Exercise requirements: Convert the part that opens with the line containing "form: point(844, 59)." and closes with the line containing "point(376, 316)" into a two-column CSV. Use the headers item_text and answer, give one row per item, put each field in quotation marks, and replace line breaks with spaces.

Stored rows:
## START

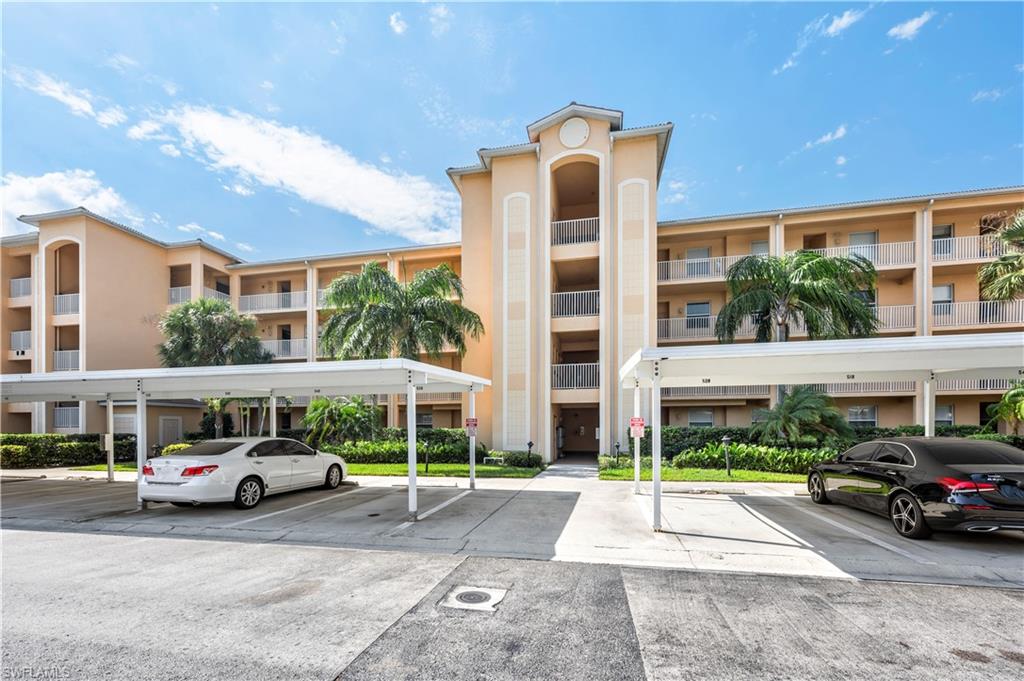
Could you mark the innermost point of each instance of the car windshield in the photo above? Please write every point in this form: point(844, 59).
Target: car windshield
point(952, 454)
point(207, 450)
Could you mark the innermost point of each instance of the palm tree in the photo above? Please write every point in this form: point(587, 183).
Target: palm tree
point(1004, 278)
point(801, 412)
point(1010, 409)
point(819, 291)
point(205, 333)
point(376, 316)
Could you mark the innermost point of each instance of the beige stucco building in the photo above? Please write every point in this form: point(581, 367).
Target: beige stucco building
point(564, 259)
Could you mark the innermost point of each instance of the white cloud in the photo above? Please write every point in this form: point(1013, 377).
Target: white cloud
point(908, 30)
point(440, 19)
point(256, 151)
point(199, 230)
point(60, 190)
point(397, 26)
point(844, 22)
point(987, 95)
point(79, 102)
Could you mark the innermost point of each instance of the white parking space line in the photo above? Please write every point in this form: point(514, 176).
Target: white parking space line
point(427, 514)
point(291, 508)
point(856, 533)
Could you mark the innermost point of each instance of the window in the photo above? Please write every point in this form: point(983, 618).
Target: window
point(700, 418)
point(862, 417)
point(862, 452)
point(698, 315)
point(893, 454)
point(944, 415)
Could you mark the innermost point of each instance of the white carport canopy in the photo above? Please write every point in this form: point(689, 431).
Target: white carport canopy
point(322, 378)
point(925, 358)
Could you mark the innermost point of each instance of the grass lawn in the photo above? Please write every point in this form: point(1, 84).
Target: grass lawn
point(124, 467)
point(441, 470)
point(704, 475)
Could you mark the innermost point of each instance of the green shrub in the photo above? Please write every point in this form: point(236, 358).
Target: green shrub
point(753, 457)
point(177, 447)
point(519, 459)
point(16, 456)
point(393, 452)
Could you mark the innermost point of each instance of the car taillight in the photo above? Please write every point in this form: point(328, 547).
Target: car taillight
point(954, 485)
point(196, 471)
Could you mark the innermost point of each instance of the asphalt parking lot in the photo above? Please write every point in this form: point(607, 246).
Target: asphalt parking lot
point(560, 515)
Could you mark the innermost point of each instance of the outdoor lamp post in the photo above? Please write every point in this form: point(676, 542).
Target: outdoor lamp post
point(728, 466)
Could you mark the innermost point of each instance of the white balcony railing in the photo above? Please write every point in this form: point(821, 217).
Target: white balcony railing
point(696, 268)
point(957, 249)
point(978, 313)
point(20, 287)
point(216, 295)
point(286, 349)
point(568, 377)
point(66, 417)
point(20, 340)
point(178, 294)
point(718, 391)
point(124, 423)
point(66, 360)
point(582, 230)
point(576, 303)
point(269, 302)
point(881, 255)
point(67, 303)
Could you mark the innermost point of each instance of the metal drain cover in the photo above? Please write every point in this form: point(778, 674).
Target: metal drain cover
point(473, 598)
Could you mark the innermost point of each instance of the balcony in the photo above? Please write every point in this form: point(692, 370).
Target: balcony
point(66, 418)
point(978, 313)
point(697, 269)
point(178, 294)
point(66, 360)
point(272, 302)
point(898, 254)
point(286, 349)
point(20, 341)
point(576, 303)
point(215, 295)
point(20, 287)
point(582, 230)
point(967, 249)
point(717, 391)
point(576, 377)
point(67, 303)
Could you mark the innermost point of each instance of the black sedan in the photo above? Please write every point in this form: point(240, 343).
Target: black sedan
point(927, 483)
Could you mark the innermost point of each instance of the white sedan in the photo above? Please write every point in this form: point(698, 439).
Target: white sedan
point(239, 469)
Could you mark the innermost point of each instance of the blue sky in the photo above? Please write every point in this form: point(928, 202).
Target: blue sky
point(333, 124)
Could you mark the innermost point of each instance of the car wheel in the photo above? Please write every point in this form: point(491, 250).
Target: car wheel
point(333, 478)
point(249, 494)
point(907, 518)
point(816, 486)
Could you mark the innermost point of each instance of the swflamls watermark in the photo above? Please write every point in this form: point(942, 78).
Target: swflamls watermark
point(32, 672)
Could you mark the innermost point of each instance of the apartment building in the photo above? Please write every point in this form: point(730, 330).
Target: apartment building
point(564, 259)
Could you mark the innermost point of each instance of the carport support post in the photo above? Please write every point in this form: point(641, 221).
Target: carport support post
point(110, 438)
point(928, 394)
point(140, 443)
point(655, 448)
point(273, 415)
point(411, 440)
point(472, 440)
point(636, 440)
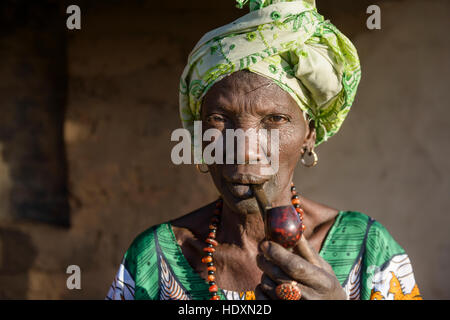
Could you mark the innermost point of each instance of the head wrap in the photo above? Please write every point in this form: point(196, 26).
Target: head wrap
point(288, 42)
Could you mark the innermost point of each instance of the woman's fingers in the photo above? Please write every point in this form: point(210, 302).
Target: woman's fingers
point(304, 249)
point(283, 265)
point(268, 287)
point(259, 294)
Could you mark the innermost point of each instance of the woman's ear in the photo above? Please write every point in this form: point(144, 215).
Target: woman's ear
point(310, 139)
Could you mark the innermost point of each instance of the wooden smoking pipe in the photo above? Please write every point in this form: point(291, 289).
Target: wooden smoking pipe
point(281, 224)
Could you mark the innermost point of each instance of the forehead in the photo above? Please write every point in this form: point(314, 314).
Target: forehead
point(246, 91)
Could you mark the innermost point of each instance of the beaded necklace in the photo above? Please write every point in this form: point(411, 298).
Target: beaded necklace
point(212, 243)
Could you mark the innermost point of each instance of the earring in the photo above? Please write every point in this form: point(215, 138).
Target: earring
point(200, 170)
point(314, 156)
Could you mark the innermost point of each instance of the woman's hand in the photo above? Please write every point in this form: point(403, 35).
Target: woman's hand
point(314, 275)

## END
## START

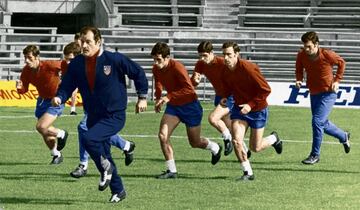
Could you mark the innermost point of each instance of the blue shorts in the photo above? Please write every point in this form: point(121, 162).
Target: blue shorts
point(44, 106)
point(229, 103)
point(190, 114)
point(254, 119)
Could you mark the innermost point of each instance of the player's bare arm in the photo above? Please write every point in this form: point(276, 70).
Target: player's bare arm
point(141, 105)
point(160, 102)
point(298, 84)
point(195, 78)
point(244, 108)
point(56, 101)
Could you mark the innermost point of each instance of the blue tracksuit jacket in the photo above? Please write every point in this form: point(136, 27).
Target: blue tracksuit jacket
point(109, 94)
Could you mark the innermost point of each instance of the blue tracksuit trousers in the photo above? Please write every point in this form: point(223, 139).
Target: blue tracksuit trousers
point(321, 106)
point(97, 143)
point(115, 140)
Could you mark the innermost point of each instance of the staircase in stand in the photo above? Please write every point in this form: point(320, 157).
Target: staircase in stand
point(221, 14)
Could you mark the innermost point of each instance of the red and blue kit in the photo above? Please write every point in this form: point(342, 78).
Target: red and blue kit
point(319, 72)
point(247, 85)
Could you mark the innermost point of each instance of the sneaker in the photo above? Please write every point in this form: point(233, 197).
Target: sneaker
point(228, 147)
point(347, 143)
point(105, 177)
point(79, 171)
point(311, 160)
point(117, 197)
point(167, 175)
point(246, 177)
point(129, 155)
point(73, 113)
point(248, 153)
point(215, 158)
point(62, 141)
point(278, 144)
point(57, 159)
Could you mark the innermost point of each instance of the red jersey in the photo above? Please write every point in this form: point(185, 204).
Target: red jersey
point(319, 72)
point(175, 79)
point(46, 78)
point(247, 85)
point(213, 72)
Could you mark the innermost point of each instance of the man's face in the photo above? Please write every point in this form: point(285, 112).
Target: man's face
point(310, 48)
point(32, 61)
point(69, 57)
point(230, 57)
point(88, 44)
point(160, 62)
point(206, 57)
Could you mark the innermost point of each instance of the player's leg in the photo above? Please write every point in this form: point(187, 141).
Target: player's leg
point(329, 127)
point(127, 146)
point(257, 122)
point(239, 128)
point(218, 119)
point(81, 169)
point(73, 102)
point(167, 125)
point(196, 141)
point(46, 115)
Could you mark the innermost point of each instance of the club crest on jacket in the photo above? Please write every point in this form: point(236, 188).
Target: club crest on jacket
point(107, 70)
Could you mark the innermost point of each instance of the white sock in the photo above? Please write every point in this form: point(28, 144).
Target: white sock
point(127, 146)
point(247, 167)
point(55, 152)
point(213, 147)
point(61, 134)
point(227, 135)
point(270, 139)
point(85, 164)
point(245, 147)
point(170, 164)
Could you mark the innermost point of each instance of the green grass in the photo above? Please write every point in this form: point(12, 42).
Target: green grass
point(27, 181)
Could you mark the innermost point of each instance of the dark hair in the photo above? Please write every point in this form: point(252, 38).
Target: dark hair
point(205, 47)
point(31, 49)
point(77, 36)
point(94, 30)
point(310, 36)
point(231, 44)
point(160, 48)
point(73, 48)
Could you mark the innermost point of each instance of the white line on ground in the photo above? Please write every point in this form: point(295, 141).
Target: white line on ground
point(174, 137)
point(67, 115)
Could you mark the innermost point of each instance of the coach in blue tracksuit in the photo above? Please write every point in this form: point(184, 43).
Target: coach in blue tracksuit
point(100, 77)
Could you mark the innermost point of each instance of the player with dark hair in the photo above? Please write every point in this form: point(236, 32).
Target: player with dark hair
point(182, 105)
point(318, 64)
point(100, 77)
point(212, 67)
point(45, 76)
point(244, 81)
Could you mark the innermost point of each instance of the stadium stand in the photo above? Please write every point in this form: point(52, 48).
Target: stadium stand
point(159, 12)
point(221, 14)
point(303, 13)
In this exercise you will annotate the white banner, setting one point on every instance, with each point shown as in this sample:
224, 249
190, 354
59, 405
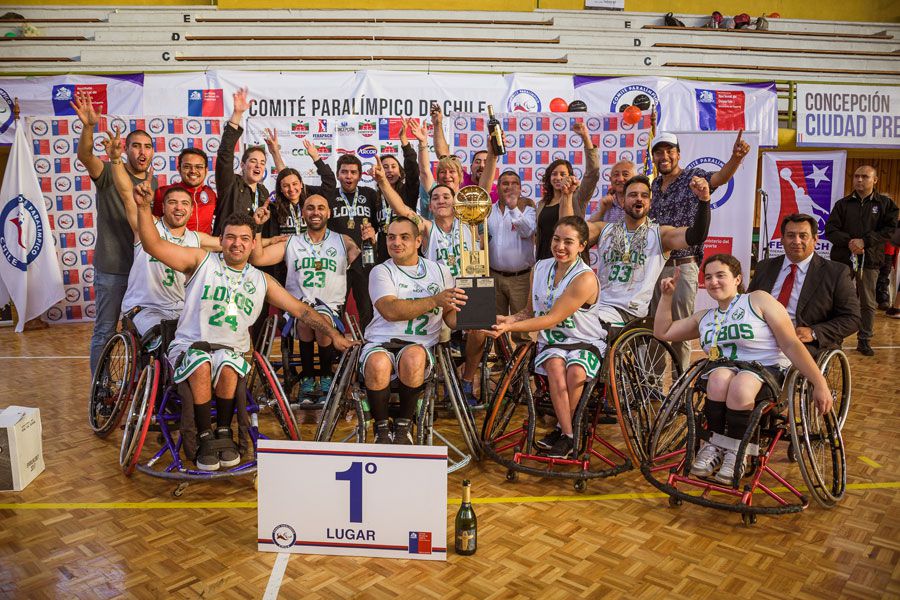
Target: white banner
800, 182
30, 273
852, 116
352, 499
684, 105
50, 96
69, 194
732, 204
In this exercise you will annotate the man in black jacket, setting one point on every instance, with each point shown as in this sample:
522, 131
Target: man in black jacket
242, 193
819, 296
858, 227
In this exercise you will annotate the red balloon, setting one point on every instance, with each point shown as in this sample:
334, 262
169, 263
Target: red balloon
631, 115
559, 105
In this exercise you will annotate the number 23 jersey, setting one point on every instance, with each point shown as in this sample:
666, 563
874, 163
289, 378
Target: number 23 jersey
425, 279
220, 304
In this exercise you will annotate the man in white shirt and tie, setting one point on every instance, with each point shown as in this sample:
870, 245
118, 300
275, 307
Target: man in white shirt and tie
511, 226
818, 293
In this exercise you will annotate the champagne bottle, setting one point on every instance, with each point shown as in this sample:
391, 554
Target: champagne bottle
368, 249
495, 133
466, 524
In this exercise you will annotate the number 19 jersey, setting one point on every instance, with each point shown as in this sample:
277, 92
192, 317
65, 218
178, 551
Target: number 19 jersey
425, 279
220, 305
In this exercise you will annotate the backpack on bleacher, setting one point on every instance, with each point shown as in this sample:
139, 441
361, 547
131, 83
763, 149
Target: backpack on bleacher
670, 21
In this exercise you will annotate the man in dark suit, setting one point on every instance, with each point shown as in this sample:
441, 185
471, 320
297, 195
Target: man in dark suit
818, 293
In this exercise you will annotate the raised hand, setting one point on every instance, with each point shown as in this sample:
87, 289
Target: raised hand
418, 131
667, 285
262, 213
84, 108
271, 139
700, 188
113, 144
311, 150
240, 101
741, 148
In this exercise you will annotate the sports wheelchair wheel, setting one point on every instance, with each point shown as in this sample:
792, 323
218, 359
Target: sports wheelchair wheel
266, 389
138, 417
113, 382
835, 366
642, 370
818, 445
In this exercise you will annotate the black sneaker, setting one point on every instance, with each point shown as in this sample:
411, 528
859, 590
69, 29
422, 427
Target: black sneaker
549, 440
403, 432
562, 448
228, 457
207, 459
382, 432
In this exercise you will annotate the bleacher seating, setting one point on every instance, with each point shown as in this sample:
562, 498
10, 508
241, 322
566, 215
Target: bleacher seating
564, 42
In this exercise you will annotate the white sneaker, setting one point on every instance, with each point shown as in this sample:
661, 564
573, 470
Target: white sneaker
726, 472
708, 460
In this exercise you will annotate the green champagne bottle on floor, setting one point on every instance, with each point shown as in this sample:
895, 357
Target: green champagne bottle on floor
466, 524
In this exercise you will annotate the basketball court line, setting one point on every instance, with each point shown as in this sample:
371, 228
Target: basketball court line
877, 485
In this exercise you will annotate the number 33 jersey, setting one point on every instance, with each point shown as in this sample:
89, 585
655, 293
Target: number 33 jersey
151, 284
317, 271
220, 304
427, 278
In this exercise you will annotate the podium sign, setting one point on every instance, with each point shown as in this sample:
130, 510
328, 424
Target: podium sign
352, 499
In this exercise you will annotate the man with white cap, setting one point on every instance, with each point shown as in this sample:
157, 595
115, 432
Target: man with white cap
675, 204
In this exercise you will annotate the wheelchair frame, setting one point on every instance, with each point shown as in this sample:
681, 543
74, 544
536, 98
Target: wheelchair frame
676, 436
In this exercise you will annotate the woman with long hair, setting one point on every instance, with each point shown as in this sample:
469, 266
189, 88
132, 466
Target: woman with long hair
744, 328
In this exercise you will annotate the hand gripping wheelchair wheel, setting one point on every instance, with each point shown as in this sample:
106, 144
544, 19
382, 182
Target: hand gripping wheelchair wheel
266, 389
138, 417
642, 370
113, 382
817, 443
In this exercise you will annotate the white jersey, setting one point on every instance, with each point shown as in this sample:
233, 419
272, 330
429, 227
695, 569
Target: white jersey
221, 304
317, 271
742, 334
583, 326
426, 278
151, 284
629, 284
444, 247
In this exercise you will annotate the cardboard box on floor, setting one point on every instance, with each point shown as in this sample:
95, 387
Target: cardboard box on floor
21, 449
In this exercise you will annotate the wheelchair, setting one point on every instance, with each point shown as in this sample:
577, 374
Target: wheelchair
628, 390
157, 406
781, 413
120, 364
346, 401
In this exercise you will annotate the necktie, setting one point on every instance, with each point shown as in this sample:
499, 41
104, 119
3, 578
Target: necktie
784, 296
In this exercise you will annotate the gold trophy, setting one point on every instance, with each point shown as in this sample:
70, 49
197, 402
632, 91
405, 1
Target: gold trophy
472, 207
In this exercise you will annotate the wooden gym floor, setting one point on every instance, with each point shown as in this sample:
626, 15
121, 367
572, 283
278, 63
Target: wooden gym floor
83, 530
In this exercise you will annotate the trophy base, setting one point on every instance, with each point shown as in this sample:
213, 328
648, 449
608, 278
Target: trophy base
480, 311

## END

Correct response:
item_text,answer
"Could you mark the innermost point of each instance of the car windshield in the photo above? Please write every point in this form: point(844, 59). Target: car windshield","point(952, 454) point(207, 450)"
"Could you mark the innermost point of each instance of the palm tree in the photo above? Please write every point in this form: point(587, 183). Target: palm tree","point(1004, 278) point(801, 412) point(1010, 409) point(819, 291) point(205, 333) point(376, 316)"